Much like developing a product, writing documentation moves through distinct phases. Adhere to these, and you set yourself up for success. The following phases summarize my understanding of an ideal documentation process:

  • Awareness
  • Preparation
  • Execution
  • Revision
  • Publication
  • Support

Awareness#

My documentation process starts long before I put pen to paper. Before I can consider writing effective documentation, I must know what I'm writing about, how it works, and who I'm working with. I generally break this down into the following two categories:

  • Build Relationships

    • Scrum with engineering and PM
    • Work with other writers
    • Meet with support and QA
  • Research

    • Read existing documentation, product plans, product specs
    • Try the product, get stuck, break things
    • Take notes
    • Eat lunch with engineering

By doing these actions on a regular basis, I grow my technical knowledge of the product, understand the direction it is heading as a product, and identify upcoming features that may require documentation.

Preparation#

Once I've identified a feature as requiring documentation, I prepare to write about it by narrowing my focus:

  • Announce ownership of documentation for a feature
  • Read feature specs
  • Reach out to stakeholders in engineering and QA
  • Acquire access to test environments
  • Perform user steps

Execution#

In this phase, I produce distinct deliverables:

Project plan (statement of work): A document that contains deadlines, isolates feature scope, identifies stakeholders, describes what work will be done.

Outline: A document that specifies where in the existing documentation new writing will go, describes modifications to existing sections and new sections, plans the organizational layout of the document to be written.

Draft: content-complete documentation written in accordance with the project plan and outline.

Revision#

Once I complete my draft, I send it for review to stakeholders and peers to ensure technical accuracy and quality of writing. I make requested edits and respond to feedback, always ensuring I clearly identify my request and specify a time-frame for responses.

Publication#

In this phase, I publish the document. Depending on the documentation infrastructure, this may require syntax conversion, merging branches, or deployment.

Support#

Just because a document has been published, does not mean it is perfect or requires no updates. I support my documents by reviewing analytics, responding to customer feedback, and providing content updates as the product changes.

## DATA ENTRIES
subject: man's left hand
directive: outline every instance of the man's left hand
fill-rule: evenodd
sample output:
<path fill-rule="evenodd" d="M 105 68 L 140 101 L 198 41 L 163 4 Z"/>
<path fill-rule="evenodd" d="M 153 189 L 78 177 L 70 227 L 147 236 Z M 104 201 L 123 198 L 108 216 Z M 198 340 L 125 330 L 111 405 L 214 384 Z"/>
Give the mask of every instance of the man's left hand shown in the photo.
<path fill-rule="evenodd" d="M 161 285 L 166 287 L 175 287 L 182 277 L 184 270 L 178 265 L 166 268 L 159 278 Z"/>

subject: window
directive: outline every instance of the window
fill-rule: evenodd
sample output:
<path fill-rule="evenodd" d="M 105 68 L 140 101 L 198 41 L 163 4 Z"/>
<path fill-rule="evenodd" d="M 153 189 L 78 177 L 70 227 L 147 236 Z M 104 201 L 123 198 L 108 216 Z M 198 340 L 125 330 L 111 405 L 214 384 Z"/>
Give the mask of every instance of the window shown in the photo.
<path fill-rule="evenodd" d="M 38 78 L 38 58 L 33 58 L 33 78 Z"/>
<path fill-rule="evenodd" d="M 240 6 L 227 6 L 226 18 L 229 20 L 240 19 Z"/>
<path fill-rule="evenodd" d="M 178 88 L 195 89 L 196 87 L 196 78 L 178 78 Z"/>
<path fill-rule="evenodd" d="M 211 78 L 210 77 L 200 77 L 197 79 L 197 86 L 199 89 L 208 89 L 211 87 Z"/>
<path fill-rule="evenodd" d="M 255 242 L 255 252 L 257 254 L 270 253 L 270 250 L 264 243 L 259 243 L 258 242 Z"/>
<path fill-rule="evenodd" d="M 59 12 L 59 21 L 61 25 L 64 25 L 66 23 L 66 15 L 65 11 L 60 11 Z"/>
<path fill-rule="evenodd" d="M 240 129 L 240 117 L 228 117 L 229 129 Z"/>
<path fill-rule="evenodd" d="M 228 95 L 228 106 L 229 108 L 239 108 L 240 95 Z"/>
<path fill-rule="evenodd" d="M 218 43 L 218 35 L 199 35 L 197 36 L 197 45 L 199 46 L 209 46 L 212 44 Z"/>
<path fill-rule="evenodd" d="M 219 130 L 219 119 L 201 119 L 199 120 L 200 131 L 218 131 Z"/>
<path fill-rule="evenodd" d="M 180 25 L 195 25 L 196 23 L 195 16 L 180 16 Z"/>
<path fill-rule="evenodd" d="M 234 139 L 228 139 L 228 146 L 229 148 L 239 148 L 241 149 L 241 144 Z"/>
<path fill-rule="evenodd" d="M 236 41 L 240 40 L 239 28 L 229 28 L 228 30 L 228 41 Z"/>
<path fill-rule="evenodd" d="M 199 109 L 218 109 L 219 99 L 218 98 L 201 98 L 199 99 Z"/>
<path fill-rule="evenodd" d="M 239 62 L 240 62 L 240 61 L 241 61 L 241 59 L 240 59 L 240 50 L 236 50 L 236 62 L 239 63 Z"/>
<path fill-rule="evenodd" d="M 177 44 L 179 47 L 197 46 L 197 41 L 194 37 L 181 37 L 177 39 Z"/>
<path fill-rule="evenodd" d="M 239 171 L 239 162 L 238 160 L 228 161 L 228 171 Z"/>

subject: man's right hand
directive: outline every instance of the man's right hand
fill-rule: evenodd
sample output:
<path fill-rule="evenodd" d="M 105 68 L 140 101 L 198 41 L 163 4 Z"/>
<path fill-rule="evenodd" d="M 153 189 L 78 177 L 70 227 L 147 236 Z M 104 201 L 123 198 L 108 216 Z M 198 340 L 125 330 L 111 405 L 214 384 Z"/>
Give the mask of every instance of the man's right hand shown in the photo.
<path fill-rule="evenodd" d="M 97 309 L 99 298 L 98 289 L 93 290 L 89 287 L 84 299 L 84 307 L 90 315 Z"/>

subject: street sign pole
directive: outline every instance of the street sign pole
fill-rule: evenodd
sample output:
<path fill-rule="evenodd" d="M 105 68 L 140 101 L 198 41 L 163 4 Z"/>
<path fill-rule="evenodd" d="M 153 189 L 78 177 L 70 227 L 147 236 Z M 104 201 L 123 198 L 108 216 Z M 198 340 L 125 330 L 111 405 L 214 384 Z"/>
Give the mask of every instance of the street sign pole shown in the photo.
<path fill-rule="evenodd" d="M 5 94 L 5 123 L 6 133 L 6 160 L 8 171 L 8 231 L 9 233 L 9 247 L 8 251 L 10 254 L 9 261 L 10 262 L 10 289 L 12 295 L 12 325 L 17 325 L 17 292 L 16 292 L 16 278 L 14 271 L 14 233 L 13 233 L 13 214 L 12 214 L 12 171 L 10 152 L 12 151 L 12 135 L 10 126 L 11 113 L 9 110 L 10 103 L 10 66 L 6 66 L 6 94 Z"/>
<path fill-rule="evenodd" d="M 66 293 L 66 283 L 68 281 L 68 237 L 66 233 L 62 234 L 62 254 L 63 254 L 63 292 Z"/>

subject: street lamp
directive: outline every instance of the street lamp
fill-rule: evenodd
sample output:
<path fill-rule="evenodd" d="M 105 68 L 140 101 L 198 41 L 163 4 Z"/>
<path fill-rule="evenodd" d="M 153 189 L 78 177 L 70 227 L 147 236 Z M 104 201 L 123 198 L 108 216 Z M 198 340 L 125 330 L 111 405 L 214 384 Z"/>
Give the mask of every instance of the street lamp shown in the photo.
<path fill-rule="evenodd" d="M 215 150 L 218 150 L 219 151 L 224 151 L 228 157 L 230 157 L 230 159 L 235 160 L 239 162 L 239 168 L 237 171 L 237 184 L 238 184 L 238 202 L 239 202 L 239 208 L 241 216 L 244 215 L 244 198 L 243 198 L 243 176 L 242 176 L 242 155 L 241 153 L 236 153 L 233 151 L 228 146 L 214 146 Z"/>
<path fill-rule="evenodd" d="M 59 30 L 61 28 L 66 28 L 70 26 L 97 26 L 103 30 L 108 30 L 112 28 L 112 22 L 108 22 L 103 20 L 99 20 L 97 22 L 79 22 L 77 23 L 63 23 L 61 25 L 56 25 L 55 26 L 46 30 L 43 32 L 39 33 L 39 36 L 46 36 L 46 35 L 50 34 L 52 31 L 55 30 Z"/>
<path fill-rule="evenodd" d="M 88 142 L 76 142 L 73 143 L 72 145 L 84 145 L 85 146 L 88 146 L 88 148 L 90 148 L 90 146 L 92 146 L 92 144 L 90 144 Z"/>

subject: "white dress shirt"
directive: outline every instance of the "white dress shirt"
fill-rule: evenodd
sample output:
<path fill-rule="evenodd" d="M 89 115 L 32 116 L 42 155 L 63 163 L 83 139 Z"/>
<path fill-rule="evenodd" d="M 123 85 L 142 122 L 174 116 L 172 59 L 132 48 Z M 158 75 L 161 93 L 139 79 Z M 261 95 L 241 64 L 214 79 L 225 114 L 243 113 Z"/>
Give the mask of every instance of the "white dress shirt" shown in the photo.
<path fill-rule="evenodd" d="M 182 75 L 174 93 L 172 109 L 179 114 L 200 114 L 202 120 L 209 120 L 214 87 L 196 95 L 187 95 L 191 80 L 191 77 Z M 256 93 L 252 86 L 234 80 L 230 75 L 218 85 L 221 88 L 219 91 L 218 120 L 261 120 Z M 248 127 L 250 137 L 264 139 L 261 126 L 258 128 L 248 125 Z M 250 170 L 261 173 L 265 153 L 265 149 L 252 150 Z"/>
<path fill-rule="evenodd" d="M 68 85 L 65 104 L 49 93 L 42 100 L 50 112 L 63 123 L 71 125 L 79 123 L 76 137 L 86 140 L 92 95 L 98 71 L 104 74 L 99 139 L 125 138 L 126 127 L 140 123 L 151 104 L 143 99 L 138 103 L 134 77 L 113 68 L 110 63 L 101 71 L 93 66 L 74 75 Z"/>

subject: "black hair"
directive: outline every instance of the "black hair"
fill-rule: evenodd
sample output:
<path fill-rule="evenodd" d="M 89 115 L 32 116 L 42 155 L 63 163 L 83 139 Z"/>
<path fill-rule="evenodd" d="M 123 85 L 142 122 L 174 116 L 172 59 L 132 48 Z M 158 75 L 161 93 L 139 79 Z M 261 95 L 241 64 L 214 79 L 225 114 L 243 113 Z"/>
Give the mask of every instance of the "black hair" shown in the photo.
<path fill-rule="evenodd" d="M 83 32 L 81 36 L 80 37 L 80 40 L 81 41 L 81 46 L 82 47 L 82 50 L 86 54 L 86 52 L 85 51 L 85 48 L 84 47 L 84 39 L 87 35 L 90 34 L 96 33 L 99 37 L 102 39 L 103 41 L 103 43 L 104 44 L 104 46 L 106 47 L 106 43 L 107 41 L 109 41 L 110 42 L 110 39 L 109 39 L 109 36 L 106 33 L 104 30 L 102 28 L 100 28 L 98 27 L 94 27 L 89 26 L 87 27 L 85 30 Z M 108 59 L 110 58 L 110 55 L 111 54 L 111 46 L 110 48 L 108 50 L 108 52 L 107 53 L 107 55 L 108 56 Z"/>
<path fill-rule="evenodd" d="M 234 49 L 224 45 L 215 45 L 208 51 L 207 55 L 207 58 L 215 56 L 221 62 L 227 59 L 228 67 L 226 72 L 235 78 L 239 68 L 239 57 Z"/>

## WHAT TO DO
[1] In the documentation process text, rewrite everything from "Project plan (statement" down to "branches, or deployment.", changing "stakeholders" to "contributors".
[2] In the documentation process text, why does the writer send the completed draft to stakeholders and peers for review?
[3] According to the documentation process text, what might publishing a document require, depending on the documentation infrastructure?

## RESULTS OF THE TASKS
[1]
Project plan (statement of work): A document that contains deadlines, isolates feature scope, identifies contributors, describes what work will be done.

Outline: A document that specifies where in the existing documentation new writing will go, describes modifications to existing sections and new sections, plans the organizational layout of the document to be written.

Draft: content-complete documentation written in accordance with the project plan and outline.

Revision#

Once I complete my draft, I send it for review to contributors and peers to ensure technical accuracy and quality of writing. I make requested edits and respond to feedback, always ensuring I clearly identify my request and specify a time-frame for responses.

Publication#

In this phase, I publish the document. Depending on the documentation infrastructure, this may require syntax conversion, merging branches, or deployment.

[2] The writer sends the draft for review to ensure technical accuracy and quality of writing.

[3] Syntax conversion, merging branches, or deployment.